**Task set**
[A] In the Mexico lockdown article, on what date will the earthquake drills take place?
[B] Duplicate the part of the Mexico lockdown article that opens with the words containing "Mexico To Ease" and closes with "Claudia Sheinbaum announced.".

Mexico To Ease Capital Lockdown, Resume Quake Drills
Mexican authorities announced Friday a further easing of pandemic lockdown measures in the capital and the resumption of earthquake simulation drills, reflecting a decline in new coronavirus cases and deaths.
Mexico City will move next week to yellow status, the second lowest of four under the country's traffic-light system, Mayor Claudia Sheinbaum announced.
The move will ease restrictions on capacity or opening hours for businesses including shops, cinemas, casinos, amusement parks and banks.
The government also announced nationwide plans to restart earthquake and other disaster drills that were suspended last year because of the pandemic.
The exercises, held regularly before the health crisis, aim to prepare the country for the inevitable next major tremor to strike one of the most seismically active regions on Earth.
In Mexico City and other areas of seismic risk, the May 19 drills will simulate an earthquake with a magnitude greater than 7, while elsewhere authorities will pick a different type of disaster.
Alarms will ring out in the capital, whose warning system using seismic monitors aims to give residents up to two minutes' warning of earthquakes with epicenters along the Pacific Coast.
Mexico's official Covid-19 death toll of around 218,000 is one of the highest in the world, and the actual figure is believed to be significantly worse.
But in contrast to many parts of the world, new cases and fatalities have declined since a surge in January that the authorities blamed on social gatherings around the New Year.
Hospitalizations for Covid-19 have declined for 16 consecutive weeks, according to the health ministry.
In Mexico City, hospital occupancy has fallen to 16.5 percent, from a peak of 90 percent.
The country of 126 million has administered 20.5 million coronavirus vaccine doses, including more than 600,000 on Wednesday -- the most yet in a single day.

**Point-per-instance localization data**
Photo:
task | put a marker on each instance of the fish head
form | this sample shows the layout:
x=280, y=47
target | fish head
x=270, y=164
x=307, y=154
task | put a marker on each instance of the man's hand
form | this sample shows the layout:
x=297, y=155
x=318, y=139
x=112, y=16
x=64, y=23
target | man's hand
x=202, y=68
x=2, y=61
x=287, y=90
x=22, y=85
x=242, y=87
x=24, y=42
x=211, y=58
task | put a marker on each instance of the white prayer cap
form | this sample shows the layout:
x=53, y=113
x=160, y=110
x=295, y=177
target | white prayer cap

**Task-by-task results**
[A] May 19

[B]
Mexico To Ease Capital Lockdown, Resume Quake Drills
Mexican authorities announced Friday a further easing of pandemic lockdown measures in the capital and the resumption of earthquake simulation drills, reflecting a decline in new coronavirus cases and deaths.
Mexico City will move next week to yellow status, the second lowest of four under the country's traffic-light system, Mayor Claudia Sheinbaum announced.